:: WRITTEN TASK A ::
Return the part of the kernel patch email that opens with the words containing "On Mon 15-08-16" and closes with "(memcg->id.id < 0)", copied word for word.

:: EXTRACTED TEXT ::
--
On Mon 15-08-16 08:34:07, Johannes Weiner wrote:
> Hi Michal, thanks for doing this. There is only one issue I can see:
> 
> On Fri, Aug 12, 2016 at 11:56:17AM +0200, Michal Hocko wrote:
> > @@ -4171,17 +4211,27 @@ static struct mem_cgroup *mem_cgroup_alloc(void)
> >     if (!memcg)
> >             return NULL;
> >  
> > +   memcg->id.id = idr_alloc(&mem_cgroup_idr, NULL,
> > +                            1, MEM_CGROUP_ID_MAX,
> > +                            GFP_KERNEL);
> > +   if (memcg->id.id < 0)
> > +           goto out_free;
> > +
> >     memcg->stat = alloc_percpu(struct mem_cgroup_stat_cpu);
> >     if (!memcg->stat)
--
:: DATA PROVIDED ::
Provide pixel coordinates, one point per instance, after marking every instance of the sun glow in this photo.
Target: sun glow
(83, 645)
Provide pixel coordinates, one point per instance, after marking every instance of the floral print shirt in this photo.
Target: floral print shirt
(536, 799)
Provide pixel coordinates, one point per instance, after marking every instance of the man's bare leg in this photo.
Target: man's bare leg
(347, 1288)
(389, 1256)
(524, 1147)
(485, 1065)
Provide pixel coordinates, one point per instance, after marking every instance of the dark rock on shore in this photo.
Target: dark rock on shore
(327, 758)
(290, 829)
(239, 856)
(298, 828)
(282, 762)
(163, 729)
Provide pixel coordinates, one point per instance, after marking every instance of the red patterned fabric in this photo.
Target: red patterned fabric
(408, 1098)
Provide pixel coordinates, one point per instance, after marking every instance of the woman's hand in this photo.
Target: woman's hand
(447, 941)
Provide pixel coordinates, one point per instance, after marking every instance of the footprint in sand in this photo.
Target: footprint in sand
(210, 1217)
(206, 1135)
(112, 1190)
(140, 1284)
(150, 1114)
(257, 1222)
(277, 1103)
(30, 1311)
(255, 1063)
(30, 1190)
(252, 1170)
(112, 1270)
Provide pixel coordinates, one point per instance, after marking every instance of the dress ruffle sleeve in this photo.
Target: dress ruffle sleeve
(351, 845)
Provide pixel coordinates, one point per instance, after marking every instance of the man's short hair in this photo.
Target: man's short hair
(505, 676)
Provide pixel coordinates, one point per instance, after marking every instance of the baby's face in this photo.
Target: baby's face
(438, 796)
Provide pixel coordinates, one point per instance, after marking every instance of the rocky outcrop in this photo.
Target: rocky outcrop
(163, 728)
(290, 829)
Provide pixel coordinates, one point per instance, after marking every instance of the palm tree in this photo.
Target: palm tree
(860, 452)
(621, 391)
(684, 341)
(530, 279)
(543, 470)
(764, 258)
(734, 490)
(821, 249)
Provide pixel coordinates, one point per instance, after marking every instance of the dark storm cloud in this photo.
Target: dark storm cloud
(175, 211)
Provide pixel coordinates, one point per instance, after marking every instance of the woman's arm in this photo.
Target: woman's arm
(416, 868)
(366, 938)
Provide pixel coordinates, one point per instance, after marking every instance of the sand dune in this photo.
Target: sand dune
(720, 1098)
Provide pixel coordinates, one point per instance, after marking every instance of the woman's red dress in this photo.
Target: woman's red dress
--
:: WRITTEN TASK B ::
Rewrite the rows as a numbered list with blank lines omitted, starting at the line containing "sleeve in this photo." and continuing through the final row.

:: TASK RESULT A ::
On Mon 15-08-16 08:34:07, Johannes Weiner wrote:
> Hi Michal, thanks for doing this. There is only one issue I can see:
> 
> On Fri, Aug 12, 2016 at 11:56:17AM +0200, Michal Hocko wrote:
> > @@ -4171,17 +4211,27 @@ static struct mem_cgroup *mem_cgroup_alloc(void)
> >     if (!memcg)
> >             return NULL;
> >  
> > +   memcg->id.id = idr_alloc(&mem_cgroup_idr, NULL,
> > +                            1, MEM_CGROUP_ID_MAX,
> > +                            GFP_KERNEL);
> > +   if (memcg->id.id < 0)

:: TASK RESULT B ::
1. Provide pixel coordinates, one point per instance, after marking every instance of the dress ruffle sleeve in this photo.
2. Target: dress ruffle sleeve
3. (351, 845)
4. Provide pixel coordinates, one point per instance, after marking every instance of the man's short hair in this photo.
5. Target: man's short hair
6. (505, 676)
7. Provide pixel coordinates, one point per instance, after marking every instance of the baby's face in this photo.
8. Target: baby's face
9. (438, 796)
10. Provide pixel coordinates, one point per instance, after marking every instance of the rocky outcrop in this photo.
11. Target: rocky outcrop
12. (163, 728)
13. (290, 829)
14. Provide pixel coordinates, one point per instance, after marking every instance of the palm tree in this photo.
15. Target: palm tree
16. (860, 452)
17. (621, 391)
18. (684, 341)
19. (530, 279)
20. (543, 470)
21. (764, 258)
22. (734, 490)
23. (821, 249)
24. Provide pixel coordinates, one point per instance, after marking every instance of the dark storm cloud in this photo.
25. Target: dark storm cloud
26. (175, 211)
27. Provide pixel coordinates, one point per instance, after marking every instance of the woman's arm in this photo.
28. Target: woman's arm
29. (416, 868)
30. (366, 938)
31. Provide pixel coordinates, one point per instance, after marking every instance of the sand dune in this photo.
32. Target: sand dune
33. (720, 1098)
34. Provide pixel coordinates, one point per instance, after marking every instance of the woman's red dress in this photo.
35. Target: woman's red dress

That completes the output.